» ACTIVITY LIST
A. In the llama.cpp setup text, which port is the server started on?
B. Retype the part of the llama.cpp setup text that runs from "# Download a" down to "settings for classification)", keeping every character unchanged.

» STUDY TEXT
★ ★ ★

Why This Works Well with Small Models

✅ Simple classification task (3 categories)
✅ Short input text (single message at a time)
✅ Fast inference (~1-2 seconds per message)
✅ Includes keyword fallback for reliability

Step 1: Install and Start llama.cpp

# Install llama.cpp
/QOpenSys/pkgs/bin/yum install llama-cpp

# Install Hugging Face CLI (required for downloading models)
/QOpenSys/pkgs/bin/pip3 install huggingface-hub

# Create directory for models
mkdir -p /home/MYUSER/ai-models
cd /home/MYUSER/ai-models

# Download a small big-endian model (perfect for classification)
# CRITICAL: Must use big-endian models from models-for-i
hf download models-for-i/Llama-3.2-1B-Instruct-GGUF Llama-3.2-1B-Instruct-f32-be.gguf

# Start the server (simple settings for classification)
llama-server \
  -m Llama-3.2-1B-Instruct-f32-be.gguf \
  --host 0.0.0.0 \
  --port 8080 \
  --ctx-size 2048 \
  --threads 8

Why These Settings:

--ctx-size 2048 - Small context is fine for single messages
--threads 8 - Moderate threading for fast response
Expected performance: 1-2 seconds per message

Step 2: Create the Message Classifier Script

import requests
import json

LLAMA_API = "http://localhost:8080/v1/chat/completions"

def classify_message(message_text):
    """Classify a system message as ERROR, WARNING, or INFO"""

★ ★ ★

» SUPPLIED DATA
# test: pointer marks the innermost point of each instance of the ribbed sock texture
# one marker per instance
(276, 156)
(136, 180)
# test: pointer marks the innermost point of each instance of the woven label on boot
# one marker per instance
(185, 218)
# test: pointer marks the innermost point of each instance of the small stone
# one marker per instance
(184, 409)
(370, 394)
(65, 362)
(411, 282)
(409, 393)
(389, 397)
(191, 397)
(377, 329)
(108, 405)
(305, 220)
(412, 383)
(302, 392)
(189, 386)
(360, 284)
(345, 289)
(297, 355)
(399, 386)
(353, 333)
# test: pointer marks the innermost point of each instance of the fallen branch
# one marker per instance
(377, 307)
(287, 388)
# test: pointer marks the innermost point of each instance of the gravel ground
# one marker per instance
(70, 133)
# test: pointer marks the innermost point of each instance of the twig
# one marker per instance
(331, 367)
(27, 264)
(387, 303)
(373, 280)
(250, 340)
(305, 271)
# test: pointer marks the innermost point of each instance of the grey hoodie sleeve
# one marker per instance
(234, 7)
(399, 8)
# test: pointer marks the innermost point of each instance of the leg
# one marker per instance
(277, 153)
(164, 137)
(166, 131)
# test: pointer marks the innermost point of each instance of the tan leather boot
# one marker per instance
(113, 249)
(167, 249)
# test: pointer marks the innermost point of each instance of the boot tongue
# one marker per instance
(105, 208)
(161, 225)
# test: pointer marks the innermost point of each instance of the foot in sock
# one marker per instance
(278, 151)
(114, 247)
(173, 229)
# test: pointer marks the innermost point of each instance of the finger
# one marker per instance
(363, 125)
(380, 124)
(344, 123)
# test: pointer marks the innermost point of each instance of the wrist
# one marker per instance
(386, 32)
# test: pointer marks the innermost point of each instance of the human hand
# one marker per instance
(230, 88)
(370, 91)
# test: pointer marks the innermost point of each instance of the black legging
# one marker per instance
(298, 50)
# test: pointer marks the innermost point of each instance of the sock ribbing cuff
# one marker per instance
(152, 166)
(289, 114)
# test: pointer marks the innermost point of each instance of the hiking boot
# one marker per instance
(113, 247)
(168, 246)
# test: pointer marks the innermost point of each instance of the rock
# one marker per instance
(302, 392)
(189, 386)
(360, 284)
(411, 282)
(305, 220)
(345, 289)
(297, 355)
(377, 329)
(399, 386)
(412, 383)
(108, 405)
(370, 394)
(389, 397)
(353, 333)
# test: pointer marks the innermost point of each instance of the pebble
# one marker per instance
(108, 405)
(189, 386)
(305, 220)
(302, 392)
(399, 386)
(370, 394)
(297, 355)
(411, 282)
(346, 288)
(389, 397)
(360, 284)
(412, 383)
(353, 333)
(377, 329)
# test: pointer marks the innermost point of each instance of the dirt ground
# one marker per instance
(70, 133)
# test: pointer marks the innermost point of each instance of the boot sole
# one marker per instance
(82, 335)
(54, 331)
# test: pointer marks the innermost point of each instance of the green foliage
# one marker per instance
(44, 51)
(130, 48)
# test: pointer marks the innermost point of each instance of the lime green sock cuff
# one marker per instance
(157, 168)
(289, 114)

★ ★ ★

» SOLUTIONS
A. Port 8080.

B.
# Download a small big-endian model (perfect for classification)
# CRITICAL: Must use big-endian models from models-for-i
hf download models-for-i/Llama-3.2-1B-Instruct-GGUF Llama-3.2-1B-Instruct-f32-be.gguf

# Start the server (simple settings for classification)